Input for this task:
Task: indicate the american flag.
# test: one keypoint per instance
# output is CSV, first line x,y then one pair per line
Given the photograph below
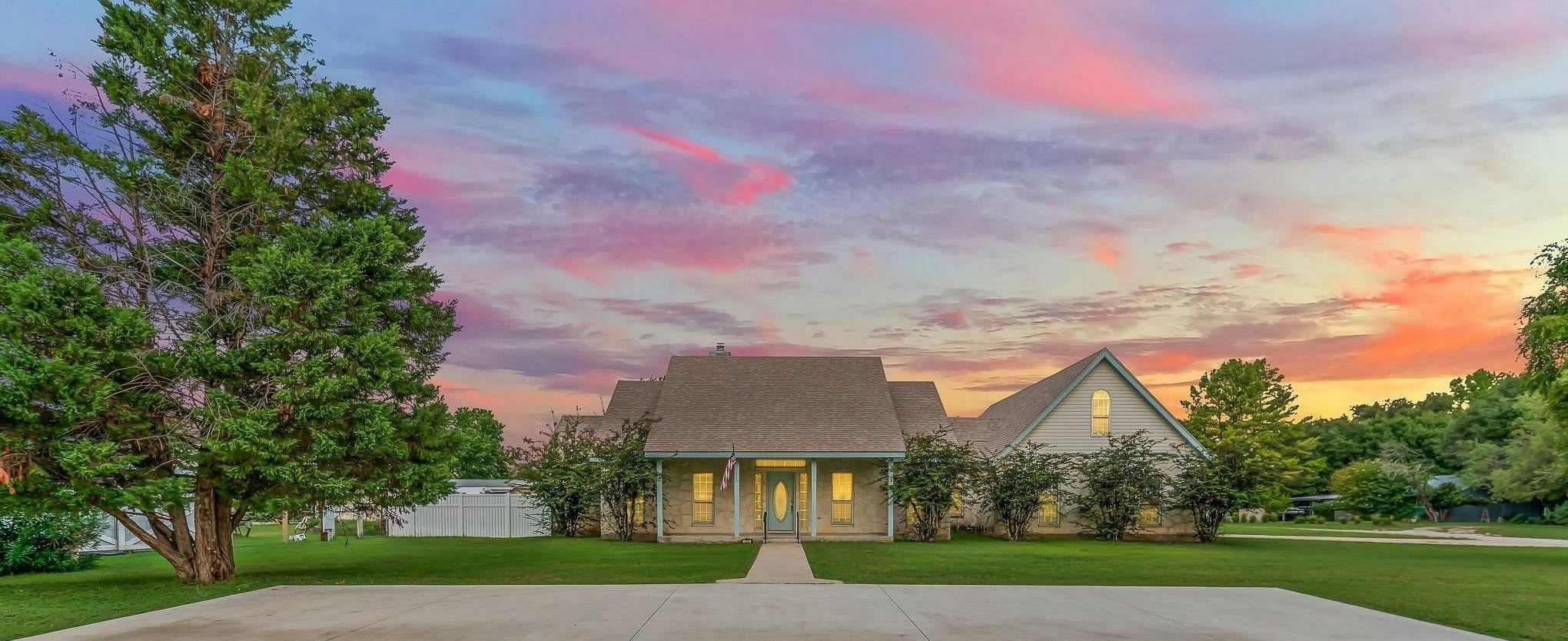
x,y
729,467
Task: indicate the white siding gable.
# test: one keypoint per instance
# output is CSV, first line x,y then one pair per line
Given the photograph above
x,y
1067,428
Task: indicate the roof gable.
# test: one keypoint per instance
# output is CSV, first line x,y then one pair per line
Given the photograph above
x,y
1049,392
775,404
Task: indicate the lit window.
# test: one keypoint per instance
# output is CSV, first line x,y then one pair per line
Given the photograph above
x,y
1100,420
703,499
842,497
756,503
781,463
637,511
802,499
1049,514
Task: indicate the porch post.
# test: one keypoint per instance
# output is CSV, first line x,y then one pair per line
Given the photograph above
x,y
889,499
659,499
812,519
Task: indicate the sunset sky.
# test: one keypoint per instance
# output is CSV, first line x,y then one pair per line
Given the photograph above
x,y
978,193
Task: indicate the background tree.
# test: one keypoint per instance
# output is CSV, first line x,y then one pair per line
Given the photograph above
x,y
1366,488
1449,496
1533,464
930,478
1543,339
562,473
1012,487
218,187
1405,464
1244,414
1115,483
482,450
1488,416
623,475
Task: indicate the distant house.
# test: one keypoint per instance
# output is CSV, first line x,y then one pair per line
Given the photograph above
x,y
1483,511
816,439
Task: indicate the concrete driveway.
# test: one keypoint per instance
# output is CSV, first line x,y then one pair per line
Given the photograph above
x,y
762,612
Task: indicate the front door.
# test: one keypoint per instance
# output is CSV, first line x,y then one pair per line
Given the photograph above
x,y
778,499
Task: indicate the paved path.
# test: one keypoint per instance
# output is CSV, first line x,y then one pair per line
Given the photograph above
x,y
779,563
1454,540
762,612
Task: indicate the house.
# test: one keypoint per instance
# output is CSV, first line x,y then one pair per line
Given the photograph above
x,y
816,437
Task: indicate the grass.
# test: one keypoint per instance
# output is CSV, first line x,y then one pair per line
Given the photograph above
x,y
1523,530
141,582
1510,593
1313,530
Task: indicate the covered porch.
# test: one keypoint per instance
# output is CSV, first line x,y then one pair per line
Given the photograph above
x,y
773,496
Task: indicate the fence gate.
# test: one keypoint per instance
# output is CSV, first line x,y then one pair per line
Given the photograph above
x,y
473,514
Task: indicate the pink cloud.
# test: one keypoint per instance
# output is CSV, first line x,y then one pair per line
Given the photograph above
x,y
1108,250
1247,270
1016,51
38,82
716,178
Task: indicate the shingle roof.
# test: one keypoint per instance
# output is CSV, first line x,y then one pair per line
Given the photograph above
x,y
975,431
1013,414
633,398
918,405
775,404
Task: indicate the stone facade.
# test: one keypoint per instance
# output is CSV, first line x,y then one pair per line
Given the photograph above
x,y
868,503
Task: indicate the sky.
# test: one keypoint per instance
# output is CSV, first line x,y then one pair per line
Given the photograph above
x,y
978,193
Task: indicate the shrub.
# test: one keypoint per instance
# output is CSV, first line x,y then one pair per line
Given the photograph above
x,y
1556,516
1118,480
46,543
1013,487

Task objective:
Check each line of the entries for the word "porch". State how many lines hold it, and write nothing else.

Response for this exercise:
2